Fragmento proporcionado:
--------------------------------
Lo que hace, para empezar, García Márquez, es acoger lo que, desde un punto de vista estrictamente racional, constituye habladuría, superstición, superchería, cosa de rústicos, o simplemente, creencia popular, y establecer tal acogida como piedra clave de su sistema de novelar. Si, para poner un caso local, los campesinos de un lugar determinado en el Norte Chico han afirmado por generaciones que no es prudente pasar al filo de la medianoche frente al pique de una mina abandonada porque se aparece el diablo, y cuando el diablo se aparece y uno está en pecado, el diablo se lo lleva a uno directamente al infierno, bueno, García Márquez se hace cargo de la leyenda y la actualiza: relata sin más el dramático momento en que un incauto o un rebelde se allega al pique a la hora señalada, se encuentra con el diablo y naturalmente se va, podríamos decir, en gloria y majestad, al infierno mismo. Ocurre que al acoger la leyenda acoge algo mucho más abarcador y rico que la leyenda sola: es toda una mentalidad, toda una visión de mundo, un antiguo y consagrado modo de mirar que es también modo de ser, el gesto hondamente arraigado del alma arcaica, sobre el cual la mente racional se sobrepone apenas como una tela -de buena confección pero delgada y transparente- lo que entra a raudales por su prosa vital y arrolladora y recobra en ella, con la fuerza de la tormenta, el sitio que efectivamente ha ocupado en la configuración de la historia real de América.
--------------------------------
Material proporcionado:
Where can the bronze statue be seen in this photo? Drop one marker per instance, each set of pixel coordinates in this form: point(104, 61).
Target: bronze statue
--------------------------------
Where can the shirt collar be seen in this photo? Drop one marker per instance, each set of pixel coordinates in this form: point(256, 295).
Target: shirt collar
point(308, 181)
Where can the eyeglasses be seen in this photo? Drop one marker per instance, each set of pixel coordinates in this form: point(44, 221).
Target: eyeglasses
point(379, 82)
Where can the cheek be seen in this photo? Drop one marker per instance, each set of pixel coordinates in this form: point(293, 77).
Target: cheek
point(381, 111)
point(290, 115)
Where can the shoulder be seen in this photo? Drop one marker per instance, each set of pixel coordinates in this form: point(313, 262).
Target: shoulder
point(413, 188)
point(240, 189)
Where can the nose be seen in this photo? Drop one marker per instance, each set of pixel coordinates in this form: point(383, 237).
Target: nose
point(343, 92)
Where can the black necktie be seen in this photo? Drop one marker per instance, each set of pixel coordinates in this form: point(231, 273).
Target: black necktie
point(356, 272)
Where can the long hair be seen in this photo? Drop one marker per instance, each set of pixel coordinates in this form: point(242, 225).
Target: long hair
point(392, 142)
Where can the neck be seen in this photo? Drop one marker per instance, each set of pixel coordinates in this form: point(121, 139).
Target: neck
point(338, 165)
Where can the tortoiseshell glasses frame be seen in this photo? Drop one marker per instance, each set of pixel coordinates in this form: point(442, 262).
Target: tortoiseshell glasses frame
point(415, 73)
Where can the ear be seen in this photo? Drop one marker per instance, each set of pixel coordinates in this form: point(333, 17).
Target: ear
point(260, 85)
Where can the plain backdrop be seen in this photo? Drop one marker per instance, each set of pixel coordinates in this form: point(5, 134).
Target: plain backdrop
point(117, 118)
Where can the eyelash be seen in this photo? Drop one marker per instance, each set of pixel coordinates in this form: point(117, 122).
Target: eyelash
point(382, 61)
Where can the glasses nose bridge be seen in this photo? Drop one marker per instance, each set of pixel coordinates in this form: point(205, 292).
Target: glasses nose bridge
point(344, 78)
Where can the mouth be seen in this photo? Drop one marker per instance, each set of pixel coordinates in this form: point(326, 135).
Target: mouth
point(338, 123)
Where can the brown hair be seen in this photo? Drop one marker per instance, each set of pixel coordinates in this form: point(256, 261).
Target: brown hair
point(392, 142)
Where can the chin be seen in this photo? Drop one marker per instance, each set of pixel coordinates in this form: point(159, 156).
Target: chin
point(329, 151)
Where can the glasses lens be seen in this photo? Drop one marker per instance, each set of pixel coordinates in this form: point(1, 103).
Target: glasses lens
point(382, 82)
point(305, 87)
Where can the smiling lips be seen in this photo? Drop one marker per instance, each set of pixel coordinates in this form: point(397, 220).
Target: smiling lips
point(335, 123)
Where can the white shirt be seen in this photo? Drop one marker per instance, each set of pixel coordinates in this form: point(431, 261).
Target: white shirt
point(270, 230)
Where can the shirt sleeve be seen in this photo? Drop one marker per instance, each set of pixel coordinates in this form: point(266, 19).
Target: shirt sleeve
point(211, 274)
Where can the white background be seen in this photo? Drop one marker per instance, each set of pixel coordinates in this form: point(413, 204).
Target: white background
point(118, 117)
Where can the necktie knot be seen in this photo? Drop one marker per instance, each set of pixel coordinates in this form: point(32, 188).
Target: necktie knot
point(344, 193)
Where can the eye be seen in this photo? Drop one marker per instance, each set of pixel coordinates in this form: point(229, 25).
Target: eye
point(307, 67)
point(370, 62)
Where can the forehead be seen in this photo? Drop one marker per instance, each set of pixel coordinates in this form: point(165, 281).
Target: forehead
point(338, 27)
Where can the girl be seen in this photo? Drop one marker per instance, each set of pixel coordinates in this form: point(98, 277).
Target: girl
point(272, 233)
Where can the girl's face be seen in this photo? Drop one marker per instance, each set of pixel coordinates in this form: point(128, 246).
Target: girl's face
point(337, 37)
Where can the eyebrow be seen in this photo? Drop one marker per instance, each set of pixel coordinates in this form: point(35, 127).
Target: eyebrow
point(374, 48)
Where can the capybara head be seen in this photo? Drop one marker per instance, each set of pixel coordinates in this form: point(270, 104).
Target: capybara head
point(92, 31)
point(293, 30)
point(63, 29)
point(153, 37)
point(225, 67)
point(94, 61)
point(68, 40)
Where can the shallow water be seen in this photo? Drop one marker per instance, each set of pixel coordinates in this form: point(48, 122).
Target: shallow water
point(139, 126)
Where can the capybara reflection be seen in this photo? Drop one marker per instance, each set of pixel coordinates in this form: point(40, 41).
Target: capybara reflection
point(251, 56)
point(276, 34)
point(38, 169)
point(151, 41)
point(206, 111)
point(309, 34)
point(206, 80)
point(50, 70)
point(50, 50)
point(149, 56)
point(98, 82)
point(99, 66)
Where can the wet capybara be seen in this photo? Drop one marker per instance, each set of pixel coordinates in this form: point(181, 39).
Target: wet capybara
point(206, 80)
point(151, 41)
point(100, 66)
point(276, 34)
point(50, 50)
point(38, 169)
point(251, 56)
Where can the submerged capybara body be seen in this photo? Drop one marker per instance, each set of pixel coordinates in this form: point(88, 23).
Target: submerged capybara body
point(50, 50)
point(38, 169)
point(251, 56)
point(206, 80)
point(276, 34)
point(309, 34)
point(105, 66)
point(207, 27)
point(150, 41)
--------------------------------
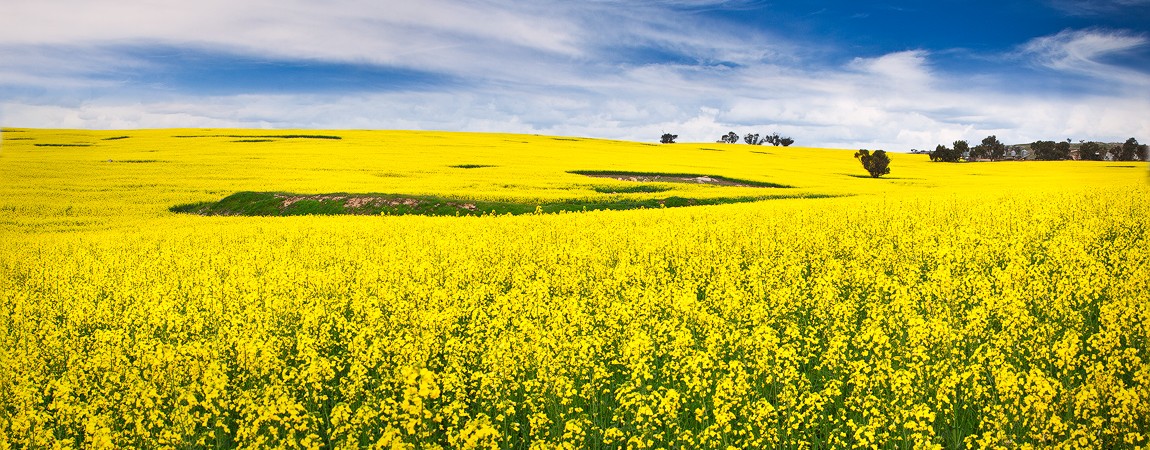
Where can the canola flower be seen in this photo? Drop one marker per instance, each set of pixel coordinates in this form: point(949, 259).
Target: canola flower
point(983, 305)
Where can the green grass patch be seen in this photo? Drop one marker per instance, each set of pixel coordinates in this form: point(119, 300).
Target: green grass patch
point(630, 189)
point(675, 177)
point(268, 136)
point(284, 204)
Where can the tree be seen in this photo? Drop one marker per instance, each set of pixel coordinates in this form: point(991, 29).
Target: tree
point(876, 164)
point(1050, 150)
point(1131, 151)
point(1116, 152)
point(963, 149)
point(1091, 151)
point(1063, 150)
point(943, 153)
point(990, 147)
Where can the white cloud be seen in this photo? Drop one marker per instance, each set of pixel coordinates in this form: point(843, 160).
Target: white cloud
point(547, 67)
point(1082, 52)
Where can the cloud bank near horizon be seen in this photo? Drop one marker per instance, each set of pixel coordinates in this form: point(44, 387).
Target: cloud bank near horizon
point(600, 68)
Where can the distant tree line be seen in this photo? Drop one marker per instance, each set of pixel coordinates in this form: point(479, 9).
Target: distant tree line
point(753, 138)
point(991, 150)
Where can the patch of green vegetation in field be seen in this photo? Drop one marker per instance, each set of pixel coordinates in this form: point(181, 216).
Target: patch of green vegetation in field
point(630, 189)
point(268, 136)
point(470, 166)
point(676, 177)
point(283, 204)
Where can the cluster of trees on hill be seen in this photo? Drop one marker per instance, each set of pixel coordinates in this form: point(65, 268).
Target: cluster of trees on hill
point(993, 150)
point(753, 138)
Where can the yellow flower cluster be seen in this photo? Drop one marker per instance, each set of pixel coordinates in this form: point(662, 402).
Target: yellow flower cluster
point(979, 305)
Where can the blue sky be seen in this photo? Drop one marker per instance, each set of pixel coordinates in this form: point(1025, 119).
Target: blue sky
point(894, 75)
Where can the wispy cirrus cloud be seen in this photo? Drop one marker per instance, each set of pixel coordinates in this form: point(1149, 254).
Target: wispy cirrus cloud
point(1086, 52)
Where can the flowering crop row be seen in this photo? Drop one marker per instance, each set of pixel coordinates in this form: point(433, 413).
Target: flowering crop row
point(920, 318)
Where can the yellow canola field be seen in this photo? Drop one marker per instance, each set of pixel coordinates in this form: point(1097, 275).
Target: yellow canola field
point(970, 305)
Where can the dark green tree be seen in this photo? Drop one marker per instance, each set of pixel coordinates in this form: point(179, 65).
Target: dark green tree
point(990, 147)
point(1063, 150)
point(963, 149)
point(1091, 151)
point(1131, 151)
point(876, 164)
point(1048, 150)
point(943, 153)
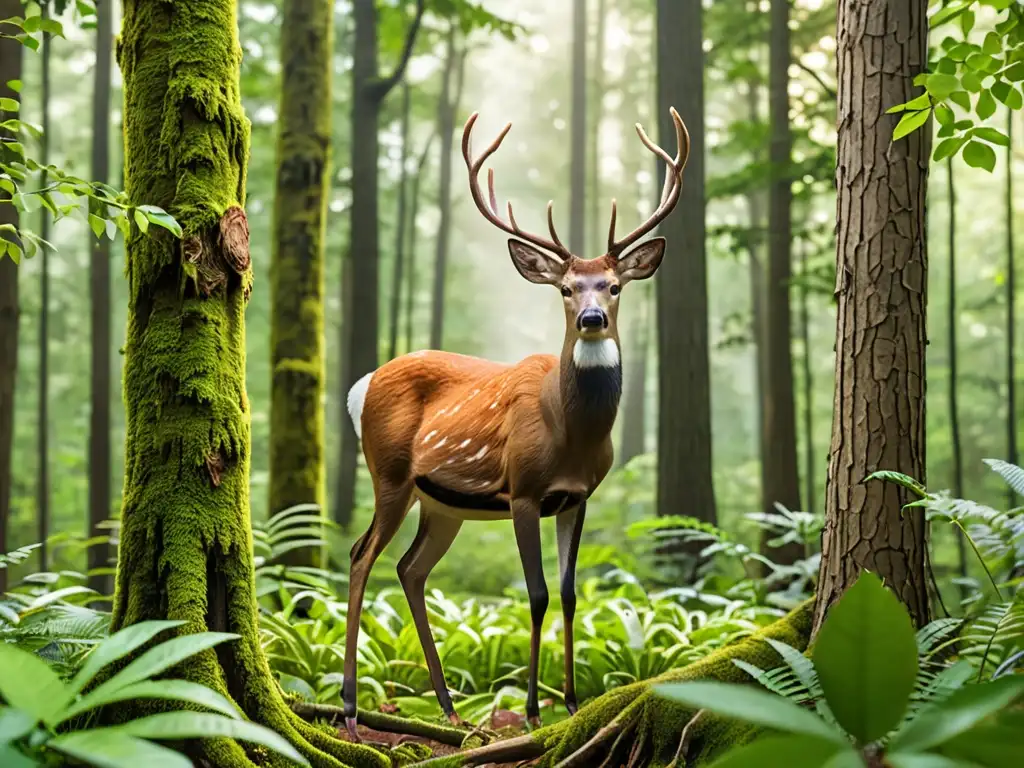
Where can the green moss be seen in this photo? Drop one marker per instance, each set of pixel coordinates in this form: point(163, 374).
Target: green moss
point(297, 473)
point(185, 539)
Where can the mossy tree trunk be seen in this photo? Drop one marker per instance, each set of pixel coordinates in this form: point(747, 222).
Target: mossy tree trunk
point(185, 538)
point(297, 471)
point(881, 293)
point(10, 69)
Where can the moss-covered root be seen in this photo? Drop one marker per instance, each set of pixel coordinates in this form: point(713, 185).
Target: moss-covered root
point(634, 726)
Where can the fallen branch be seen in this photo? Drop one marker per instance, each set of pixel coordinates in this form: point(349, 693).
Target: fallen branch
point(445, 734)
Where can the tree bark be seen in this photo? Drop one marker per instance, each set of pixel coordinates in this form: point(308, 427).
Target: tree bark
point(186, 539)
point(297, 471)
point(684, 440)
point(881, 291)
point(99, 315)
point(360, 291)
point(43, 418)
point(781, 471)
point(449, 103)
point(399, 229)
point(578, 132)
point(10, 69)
--------------------------------
Qué hacer:
Prosigue el fragmento sobre García Márquez a partir de su última oración. Las líneas no hacen falta aquí.

Resultado:
¿Cuál es el crédito que García Márquez otorga a su propio punto de vista? No sé si quepa hacerse la pregunta, pero su invocación retórica de la creencia popular americana no deja de recordarme la invocación retórica de ese otro orden de creencia popular, la griega, que invocan los poetas del renacimiento y el barroco. Cuando Pedro de Oña ve los bosques australes poblados de dríadas, napeas, oreadas, sátiros, ninfas y otros espíritus de la naturaleza que participan de la peripecia humana, lo que ocurre no es, en su esencia, diverso de lo que pone en juego García Márquez cuando las mariposas amarillas no se apartan de Mauricio Babilonia o se precipita una lluvia de cuatro años once meses y dos días luego de la masacre de tres mil obreros en la estación de Macondo o los pájaros empiezan a caer del cielo y se estrellan contra las paredes a la muerte de Úrsula Iguarán.

Tampoco pueden dejar de verse equivalencias entre, por citar un caso, las escenas donde Alonso de Ercilla hace que el Mago Pitón practique actos de hechicería que le permiten, desde el corazón de Arauco, presenciar las campañas militares de Felipe II en Francia, Portugal y Lepanto, con la sabiduría en las barajas de Pilar Ternera.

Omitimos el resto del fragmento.